The “lingua franca” of the the age
So why the focus on moving image storytelling? According to Mertes, Ford sees this medium as “a kind of lingua franca,” or common language of our time. It’s highly influential, and it’s the language of young people. By tapping into this, IRIS aims it can make the biggest impact while reaching the widest audience possible.
But moving image storytelling extends far beyond documentary films. Although nonfiction is important in social justice work and is what Mertes refers to as the “legacy approach to storytelling,” IRIS is broadening narrative storytelling parameters to include new media and fiction—formats that are not typically supported by philanthropy.
These include virtual reality and augmented reality, short-form media, hybrid, comedy, satire, animation, webisodes and social media content, among others. IRIS will look to distribute through a variety of platforms, including streaming services like Netflix, YouTube, TikTok, visual journalism, immersive storytelling and more.
“We want this to be a place where donors can feel comfortable learning and experiencing and understanding this question of meaning-making and culture and progressive change,” said Mertes.
At the intersection of storytelling and social change
Through a series of conversations with Mertes, Ellen Friedman, executive director of the Compton Foundation, “came to the understanding that this intersection of storytelling and organizing and social work was evolving into a pretty robust and important practice.”
One of the primary focuses of a recent global conference of grantmakers called Shimmering Solidarity was rising authoritarianism around the world. According to Friedman, one of the things that came up was the importance of lifting up narratives and stories about those who embrace a more inclusive and diverse future.

[Recorded data]
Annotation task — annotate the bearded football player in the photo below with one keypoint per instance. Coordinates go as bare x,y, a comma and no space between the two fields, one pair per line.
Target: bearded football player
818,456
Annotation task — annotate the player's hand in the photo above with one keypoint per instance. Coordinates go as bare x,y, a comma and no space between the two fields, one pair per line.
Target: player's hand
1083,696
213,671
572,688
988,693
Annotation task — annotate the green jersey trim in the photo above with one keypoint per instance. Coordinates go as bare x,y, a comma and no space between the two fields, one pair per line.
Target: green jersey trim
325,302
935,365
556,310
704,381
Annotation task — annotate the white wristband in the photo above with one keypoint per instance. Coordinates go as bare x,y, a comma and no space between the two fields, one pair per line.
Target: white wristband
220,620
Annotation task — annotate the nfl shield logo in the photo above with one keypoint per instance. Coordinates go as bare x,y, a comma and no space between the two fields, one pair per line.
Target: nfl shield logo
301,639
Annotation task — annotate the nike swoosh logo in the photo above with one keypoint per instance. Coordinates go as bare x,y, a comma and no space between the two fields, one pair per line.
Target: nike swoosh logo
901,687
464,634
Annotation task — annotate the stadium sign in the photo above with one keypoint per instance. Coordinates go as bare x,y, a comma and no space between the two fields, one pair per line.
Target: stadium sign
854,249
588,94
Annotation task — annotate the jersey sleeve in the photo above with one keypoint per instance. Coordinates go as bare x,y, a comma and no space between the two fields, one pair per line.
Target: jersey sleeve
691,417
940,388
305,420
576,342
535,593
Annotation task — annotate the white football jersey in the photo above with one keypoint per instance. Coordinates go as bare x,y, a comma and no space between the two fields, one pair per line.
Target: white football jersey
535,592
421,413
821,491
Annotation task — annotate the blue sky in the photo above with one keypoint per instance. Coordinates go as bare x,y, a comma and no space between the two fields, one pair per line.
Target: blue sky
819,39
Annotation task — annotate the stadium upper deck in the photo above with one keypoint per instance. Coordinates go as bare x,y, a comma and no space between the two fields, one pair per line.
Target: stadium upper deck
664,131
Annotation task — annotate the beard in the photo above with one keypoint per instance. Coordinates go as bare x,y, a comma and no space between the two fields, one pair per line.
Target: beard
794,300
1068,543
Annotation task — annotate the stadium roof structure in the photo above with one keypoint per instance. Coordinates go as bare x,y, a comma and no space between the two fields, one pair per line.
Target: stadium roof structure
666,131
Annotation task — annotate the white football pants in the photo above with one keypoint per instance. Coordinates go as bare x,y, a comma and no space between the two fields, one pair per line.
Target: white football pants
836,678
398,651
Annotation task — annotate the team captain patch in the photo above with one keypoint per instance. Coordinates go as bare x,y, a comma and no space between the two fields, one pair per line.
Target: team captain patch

§ **REQUIREMENT 1**: According to the passage on moving image storytelling, why does IRIS focus on that medium? Answer in one to three sentences.
§ **REQUIREMENT 2**:
Answer these questions from the passage on moving image storytelling, one line each:
(a) Besides virtual reality and augmented reality, what are two other formats that IRIS includes?
(b) Which organization does Ellen Friedman lead as executive director?
(c) Which global conference of grantmakers does the passage name?
§ **REQUIREMENT 3**: Go on with the passage on moving image storytelling, starting after its final sentence.

§ **OUTPUT 1**: Ford sees moving image storytelling as a common language of our time, one that is highly influential and is the language of young people. By tapping into it, IRIS aims to make the biggest impact while reaching the widest possible audience.

§ **OUTPUT 2**:
(a) Short-form media and animation (others listed include hybrid, comedy, satire, webisodes and social media content).
(b) The Compton Foundation.
(c) Shimmering Solidarity.

§ **OUTPUT 3**:
“The power in this kind of work is in the combating of isolation and thinking that you’re in this alone, and IRIS is a beautiful example of saying, ‘No—there is a global network of people from North to South, East to West, that are actually working every day to lift up a different narrative of what the future can look like, and pushing back on authoritarian narratives,’” said Friedman. “And I think this is the moment—it’s a critical moment for a project like this to be launched.”
In addition to the rise of authoritarianism, some of the other challenges that IRIS hopes to address are climate change, polarization in societies, the erosion of civil rights, and involuntary migration due to both economic and climate-driven challenges.
For Ford, as in all of its funding, the core focus is inequality and addressing its key drivers, said Martín Abregú, vice president of international programs.
“We know that one of the key drivers of inequality is related to narratives that exclude some voices and that bring forth a message that is basically perpetrating inequality,” he added. “So in that context, we wanted to ensure that we were paying enough attention to the question of cultural shifts, of building the narratives that will basically help us build the kind of global systems that will address inequalities.”
According to Abregú, IRIS will create the infrastructure needed to provide opportunities so that those historically excluded stories and voices will be elevated and shared globally. Mertes explained that IRIS won’t be dictating how that will happen, or whether something has to go to a particular streaming platform, for example. “We believe that it’s important to first create robust stories, build a narrative analysis, and then let the stories find their own pathway, and then to promote those pathways,” she said.
Crucially, the majority of IRIS’ leadership will not be based in the U.S. Most of the core members of the team will be located internationally, as Ford has offices around the globe.
Connecting local voices to global audiences
Through its Moving Image Storytelling program, Ford has already been funding the kind of work it will support through IRIS. One example of this is its support of Jayro Bustamante’s feature film, “La Llorona,” a 2019 Guatemalan horror film that looks at the genocide of Indigenous Mayans in the 1980s. “La Llorona” was shortlisted for Best International Feature Film in the 2021 Academy Awards.
Another prominent example is None on Record, which is a digital media organization based in Nairobi that tells stories of LGBTQ Africans, countering false narratives with personal stories. Started in 2006, None on Record documents stories from across the continent and produces content including documentaries and podcasts, with Senegalese-American journalist, filmmaker, radio producer and writer Selly Thiam serving as its executive director.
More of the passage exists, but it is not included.